_Geselecteerd fragment:_

Met je autisme op een banner

Door: Marijn Bon

De website van mijn werkgever Swink is toe aan vernieuwing. Een vormgever ontwierp daarom banners en er is een nieuwe slogan voor onze organisatie: ‘Een buitengewoon internetbureau’. Met buitengewone medewerkers, want bij Swink werken medewerkers met een vorm van autisme en een afstand tot de arbeidsmarkt.

Een professionele fotograaf maakt portretfoto’s van ons voor op de teampagina. Voor de fotosessie moet ieder van ons een andere kleur aan. Ik krijg de kleur geel toebedeeld. Een kleur waarvan een fotograaf mij ooit op het hart drukte deze nooit te dragen, omdat het mijn gezicht flets zou maken. A big fashion no-no. ‘Geel staat mij toch niet?’, zeg ik daarom licht in paniek tegen de fotograaf, die het toch wil proberen. Ja, enig gevoel voor drama is mij niet vreemd. ‘Kijk maar naar boven, daar hangen allerlei documenten’, instrueert de fotograaf. ‘Niet echt natuurlijk, maar straks op de banner wel.’ Ik zet mijn meest bedenkelijke gezicht op.

Werknemers met autisme als ambassadeurs

Mijn werkgever ziet mij en mijn collega’s als ambassadeurs, het ‘gezicht’ van de organisatie. Letterlijk. Daarom zijn ik en een aantal collega’s geselecteerd voor de nieuwe websitebanners. Ik ben aanvankelijk enthousiast over dit idee, maar schrik toch als ik deze zin onder mijn banner lees: ‘Dit is Marijn, ze heeft autisme en is extreem georganiseerd.’ Op iedere banner wordt een dienst uitgelicht, die van mij staat voor contentmigratie.

_Gegevensfragmenten:_
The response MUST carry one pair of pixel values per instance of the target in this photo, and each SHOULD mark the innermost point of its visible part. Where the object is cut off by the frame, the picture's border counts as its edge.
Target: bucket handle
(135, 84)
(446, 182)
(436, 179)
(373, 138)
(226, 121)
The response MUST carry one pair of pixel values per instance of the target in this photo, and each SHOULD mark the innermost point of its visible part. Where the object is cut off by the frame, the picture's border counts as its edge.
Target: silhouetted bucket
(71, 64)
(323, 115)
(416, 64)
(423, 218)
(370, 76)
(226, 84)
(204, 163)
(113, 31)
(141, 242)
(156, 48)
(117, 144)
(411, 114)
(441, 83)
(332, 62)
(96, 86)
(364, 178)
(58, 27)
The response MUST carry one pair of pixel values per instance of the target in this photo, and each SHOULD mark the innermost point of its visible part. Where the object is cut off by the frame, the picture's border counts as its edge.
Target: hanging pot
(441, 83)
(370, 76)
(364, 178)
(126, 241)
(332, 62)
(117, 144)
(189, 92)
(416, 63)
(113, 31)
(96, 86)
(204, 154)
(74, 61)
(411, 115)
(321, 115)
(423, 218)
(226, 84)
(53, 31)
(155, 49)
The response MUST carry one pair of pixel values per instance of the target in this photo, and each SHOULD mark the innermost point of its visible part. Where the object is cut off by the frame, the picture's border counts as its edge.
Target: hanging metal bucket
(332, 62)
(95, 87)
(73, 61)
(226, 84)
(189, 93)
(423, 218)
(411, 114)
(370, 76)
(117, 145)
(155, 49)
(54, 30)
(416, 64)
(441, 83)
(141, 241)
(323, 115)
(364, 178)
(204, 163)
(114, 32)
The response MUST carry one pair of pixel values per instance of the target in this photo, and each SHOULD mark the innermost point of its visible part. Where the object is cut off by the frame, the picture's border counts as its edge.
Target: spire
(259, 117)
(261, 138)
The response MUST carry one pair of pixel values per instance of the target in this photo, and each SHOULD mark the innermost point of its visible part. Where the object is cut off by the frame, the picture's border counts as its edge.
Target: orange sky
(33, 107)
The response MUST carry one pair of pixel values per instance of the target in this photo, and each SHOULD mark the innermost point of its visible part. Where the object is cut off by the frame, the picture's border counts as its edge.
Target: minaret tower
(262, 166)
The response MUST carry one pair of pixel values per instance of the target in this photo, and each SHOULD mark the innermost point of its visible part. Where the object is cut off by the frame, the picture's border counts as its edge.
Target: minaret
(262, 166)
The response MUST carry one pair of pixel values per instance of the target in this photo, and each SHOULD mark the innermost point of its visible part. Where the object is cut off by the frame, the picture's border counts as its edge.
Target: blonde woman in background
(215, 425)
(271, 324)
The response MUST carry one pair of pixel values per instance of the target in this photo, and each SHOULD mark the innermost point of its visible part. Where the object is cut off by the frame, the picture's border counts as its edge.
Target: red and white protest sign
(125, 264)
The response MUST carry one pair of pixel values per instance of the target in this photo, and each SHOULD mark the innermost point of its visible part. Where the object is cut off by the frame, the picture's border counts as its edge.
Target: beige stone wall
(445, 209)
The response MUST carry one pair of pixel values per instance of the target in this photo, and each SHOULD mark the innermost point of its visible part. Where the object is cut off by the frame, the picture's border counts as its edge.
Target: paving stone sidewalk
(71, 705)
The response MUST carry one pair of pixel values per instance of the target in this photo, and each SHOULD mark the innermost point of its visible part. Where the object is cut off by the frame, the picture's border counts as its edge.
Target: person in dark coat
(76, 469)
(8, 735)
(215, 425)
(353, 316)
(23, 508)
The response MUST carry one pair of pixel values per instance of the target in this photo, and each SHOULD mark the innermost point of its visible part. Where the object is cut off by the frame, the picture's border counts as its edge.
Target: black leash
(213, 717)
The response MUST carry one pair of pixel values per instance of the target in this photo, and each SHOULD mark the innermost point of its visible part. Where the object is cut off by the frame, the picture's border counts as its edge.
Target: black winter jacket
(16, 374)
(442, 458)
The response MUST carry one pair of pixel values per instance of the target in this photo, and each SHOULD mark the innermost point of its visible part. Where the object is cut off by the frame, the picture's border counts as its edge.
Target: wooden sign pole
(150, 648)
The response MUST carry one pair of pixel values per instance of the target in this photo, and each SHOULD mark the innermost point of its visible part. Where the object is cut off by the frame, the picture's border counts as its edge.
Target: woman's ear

_Doelen:_
a) Welke kleur moet de schrijver volgens het fragment dragen tijdens de fotosessie?
b) Leg aan de hand van het fragment uit waarom de schrijver licht in paniek tegen de fotograaf zegt dat geel niet staat.

_Oplossingen per opdracht:_
a) Geel.

b) Een fotograaf had de schrijver ooit op het hart gedrukt nooit geel te dragen. Die kleur zou het gezicht flets maken.